__Given exercise__
Beginning at the line containing "target | black lower bumper" and continuing to the end of the records below, give each line again exactly as it stands, and only those lines.

(Pointing and labeling entries)
---

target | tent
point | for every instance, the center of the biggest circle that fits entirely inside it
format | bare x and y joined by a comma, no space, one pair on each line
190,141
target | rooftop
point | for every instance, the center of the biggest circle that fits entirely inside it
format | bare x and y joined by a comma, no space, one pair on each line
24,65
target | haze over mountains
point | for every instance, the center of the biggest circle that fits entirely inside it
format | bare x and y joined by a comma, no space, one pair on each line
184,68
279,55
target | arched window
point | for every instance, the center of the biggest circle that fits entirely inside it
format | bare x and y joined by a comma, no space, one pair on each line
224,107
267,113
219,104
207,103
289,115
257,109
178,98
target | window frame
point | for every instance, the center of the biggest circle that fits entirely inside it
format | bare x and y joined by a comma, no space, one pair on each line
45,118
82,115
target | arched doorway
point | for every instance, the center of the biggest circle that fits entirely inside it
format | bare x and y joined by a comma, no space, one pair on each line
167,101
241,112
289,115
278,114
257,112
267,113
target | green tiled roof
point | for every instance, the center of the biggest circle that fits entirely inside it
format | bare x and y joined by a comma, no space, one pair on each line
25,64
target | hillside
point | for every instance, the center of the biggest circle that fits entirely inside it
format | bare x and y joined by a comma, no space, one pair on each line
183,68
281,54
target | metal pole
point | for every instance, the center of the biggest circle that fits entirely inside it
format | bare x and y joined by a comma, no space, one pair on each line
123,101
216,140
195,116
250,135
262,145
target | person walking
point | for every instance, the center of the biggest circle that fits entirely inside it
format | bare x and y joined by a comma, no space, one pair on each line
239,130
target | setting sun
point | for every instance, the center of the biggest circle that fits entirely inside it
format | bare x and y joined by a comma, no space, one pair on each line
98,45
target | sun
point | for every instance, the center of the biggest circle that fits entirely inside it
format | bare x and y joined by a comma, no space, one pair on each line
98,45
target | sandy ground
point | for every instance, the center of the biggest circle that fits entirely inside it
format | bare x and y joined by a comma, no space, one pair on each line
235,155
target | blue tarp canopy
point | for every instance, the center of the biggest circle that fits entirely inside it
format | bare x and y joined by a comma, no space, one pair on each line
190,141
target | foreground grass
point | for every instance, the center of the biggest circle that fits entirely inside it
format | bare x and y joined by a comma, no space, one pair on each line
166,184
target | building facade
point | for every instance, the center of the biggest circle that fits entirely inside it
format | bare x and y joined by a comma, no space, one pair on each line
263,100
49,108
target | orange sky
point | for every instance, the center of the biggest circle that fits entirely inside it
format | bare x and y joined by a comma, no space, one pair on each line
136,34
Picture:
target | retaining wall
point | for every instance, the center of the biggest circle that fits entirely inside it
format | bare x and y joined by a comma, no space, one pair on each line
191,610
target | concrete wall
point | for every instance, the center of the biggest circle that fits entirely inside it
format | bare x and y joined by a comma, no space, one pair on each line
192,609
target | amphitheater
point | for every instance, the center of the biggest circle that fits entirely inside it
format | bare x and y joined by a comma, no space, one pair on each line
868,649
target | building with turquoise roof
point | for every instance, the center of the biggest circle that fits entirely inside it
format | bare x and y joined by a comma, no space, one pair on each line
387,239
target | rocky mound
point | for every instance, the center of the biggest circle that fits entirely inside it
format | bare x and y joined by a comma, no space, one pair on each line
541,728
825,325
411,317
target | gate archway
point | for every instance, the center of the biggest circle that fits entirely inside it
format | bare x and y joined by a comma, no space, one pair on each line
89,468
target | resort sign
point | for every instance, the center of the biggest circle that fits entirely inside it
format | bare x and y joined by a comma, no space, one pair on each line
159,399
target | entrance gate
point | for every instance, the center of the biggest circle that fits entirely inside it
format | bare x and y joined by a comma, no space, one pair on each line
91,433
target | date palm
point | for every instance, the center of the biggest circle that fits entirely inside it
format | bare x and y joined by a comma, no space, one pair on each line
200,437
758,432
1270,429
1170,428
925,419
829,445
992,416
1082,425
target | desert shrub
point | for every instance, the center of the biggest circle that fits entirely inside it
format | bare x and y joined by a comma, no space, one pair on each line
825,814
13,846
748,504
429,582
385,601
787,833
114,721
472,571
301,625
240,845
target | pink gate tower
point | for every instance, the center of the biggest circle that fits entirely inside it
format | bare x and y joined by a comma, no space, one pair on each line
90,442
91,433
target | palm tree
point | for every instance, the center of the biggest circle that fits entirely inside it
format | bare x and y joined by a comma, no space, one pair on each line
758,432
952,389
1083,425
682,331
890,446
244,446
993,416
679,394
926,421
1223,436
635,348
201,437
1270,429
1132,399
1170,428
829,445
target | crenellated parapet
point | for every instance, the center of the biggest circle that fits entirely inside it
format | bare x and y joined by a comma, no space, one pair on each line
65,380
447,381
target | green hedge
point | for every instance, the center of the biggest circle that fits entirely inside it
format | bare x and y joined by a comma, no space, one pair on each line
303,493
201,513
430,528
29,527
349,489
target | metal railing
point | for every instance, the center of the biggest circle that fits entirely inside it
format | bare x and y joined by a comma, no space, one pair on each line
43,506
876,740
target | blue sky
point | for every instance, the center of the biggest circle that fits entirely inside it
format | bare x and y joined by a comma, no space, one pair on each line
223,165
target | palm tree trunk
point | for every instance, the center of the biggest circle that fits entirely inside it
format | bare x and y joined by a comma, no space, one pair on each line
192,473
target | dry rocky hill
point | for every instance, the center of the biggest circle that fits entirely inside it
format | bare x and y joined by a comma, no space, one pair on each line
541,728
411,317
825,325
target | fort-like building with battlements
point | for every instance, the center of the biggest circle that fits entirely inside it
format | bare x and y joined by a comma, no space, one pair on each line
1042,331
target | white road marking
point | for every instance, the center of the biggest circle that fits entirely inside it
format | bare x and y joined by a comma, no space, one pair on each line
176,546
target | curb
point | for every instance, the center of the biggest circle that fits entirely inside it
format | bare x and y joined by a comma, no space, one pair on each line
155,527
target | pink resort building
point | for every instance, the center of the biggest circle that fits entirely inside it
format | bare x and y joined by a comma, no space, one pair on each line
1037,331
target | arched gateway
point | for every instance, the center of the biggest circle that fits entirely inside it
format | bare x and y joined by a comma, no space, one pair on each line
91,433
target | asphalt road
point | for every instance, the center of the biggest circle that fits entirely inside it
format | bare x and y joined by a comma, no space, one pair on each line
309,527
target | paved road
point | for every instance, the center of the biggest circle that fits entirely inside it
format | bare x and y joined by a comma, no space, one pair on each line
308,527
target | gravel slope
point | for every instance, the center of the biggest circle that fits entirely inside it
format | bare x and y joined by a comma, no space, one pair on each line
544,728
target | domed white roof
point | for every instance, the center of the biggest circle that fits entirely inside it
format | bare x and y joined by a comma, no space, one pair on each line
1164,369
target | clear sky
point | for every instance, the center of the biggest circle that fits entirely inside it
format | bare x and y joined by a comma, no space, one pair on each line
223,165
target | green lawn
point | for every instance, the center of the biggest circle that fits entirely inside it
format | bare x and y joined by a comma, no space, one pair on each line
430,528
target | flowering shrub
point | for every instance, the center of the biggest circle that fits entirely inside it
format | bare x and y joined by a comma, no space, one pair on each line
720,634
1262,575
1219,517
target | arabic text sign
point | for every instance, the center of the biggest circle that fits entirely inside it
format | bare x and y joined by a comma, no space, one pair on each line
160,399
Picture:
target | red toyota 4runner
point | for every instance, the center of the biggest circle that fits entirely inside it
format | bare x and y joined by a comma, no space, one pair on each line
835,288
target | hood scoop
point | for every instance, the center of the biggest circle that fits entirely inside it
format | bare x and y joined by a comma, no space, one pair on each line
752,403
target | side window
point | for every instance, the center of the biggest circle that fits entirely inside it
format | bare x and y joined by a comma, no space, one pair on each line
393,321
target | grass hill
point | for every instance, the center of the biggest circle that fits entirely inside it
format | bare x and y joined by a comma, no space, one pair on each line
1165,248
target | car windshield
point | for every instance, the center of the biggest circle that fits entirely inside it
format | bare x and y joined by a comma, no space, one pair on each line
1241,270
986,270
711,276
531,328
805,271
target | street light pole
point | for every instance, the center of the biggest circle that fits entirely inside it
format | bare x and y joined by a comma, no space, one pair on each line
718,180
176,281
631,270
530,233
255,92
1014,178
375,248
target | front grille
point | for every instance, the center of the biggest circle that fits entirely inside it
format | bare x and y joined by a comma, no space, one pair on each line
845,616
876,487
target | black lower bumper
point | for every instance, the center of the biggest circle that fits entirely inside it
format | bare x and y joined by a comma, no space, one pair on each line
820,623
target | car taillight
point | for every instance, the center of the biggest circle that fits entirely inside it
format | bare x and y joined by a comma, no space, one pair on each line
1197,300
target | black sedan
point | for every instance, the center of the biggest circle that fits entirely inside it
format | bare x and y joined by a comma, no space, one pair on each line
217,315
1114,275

---

__Answer for this exercise__
target | black lower bumper
point | for every instance, the center of the biggest circle that fits entirely inside it
format | bare x and y joined by a comma, no space, one pair on each line
820,623
target | car taillight
point | for every instance, the center of the biggest circle that fits entirely inside it
format | bare x and y joined by a comma, no space, one pair on each line
1197,300
target | black sedan
point | for every instance, the center of the biggest circle that fits entirely inside it
format | bare x and y joined by a comma, no space, one pair on each line
217,315
1114,275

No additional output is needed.